[The exercise]: Copy out the stretch from the line containing "Query: evergreen tree" through the last line, keeping every line but raising each coordinate in the answers by 142. Leave the pictures out.

[Provided records]:

* * * * * * * * *

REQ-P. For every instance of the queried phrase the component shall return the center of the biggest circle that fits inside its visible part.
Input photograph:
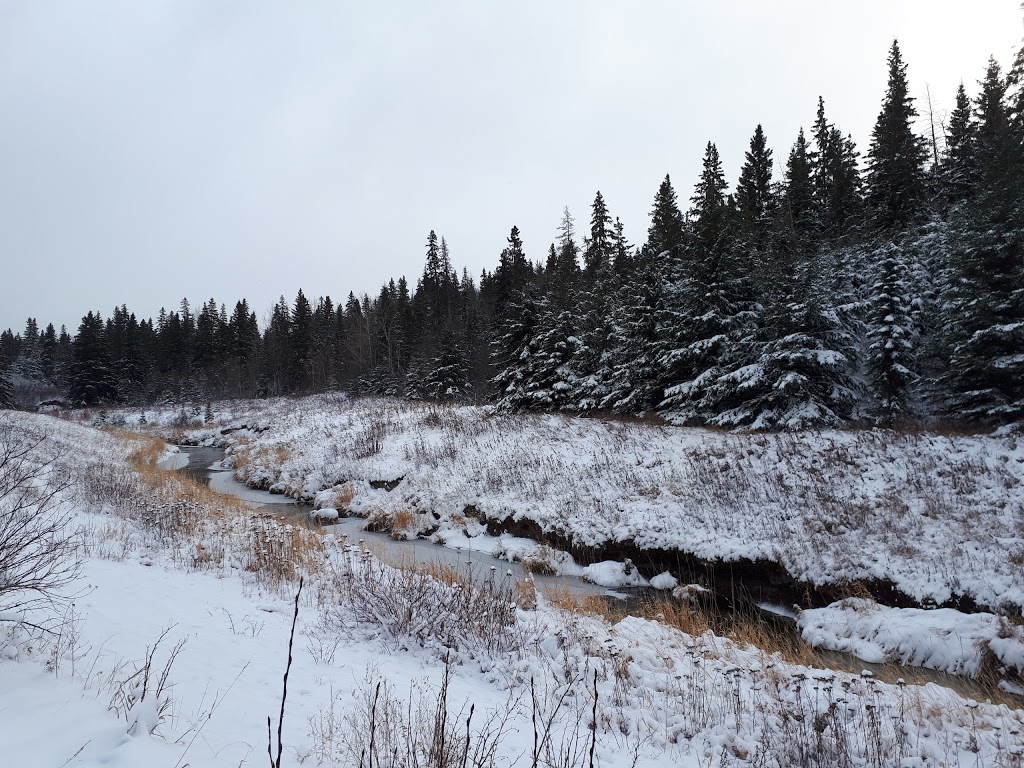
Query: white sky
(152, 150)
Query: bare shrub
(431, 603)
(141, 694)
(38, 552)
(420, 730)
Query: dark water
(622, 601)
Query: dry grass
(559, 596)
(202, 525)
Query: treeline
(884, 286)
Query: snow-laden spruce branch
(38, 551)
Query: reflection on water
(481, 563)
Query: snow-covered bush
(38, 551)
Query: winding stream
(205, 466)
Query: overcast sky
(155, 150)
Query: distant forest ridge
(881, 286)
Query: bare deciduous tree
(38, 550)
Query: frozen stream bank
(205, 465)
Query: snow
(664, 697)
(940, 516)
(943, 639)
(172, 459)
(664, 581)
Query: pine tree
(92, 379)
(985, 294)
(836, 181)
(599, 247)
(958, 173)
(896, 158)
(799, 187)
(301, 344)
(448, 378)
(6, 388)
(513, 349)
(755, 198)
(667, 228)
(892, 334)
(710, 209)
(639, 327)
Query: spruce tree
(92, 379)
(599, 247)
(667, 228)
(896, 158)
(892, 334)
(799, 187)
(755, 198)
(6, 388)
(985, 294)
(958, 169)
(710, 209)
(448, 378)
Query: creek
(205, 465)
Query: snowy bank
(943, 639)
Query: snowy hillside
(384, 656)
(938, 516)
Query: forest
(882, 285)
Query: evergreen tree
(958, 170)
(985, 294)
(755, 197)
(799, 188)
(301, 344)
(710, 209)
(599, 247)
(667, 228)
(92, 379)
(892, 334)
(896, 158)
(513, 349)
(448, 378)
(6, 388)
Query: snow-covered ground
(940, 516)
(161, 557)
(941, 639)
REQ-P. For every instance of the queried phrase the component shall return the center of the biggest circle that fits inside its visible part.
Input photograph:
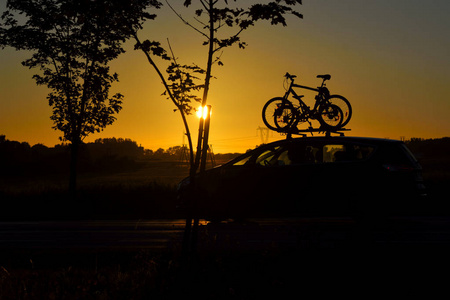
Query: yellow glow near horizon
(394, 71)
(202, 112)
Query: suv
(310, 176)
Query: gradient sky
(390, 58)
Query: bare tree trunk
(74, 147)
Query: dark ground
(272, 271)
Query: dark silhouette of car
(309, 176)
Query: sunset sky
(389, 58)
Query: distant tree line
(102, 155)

* * * * * * * * *

[Exercise result]:
Query: evergreen tree
(1100, 312)
(1127, 436)
(897, 339)
(941, 330)
(443, 486)
(852, 351)
(741, 389)
(809, 370)
(234, 521)
(1034, 476)
(1038, 300)
(655, 491)
(590, 520)
(148, 530)
Query: snow-covered ground
(1082, 658)
(303, 699)
(1083, 781)
REQ-P. For every instance of the queried phrase the component shall return the center of the biggest circle that fits inside its visible part.
Input photograph:
Query: yellow glow near horizon
(536, 213)
(344, 254)
Query: suv
(452, 318)
Query: gradient sky
(532, 200)
Query: bare tree trunk
(216, 289)
Query: dark ground
(414, 413)
Query: dark silhouette of car
(451, 318)
Query: sunset sky
(531, 200)
Query: distant tree line
(244, 297)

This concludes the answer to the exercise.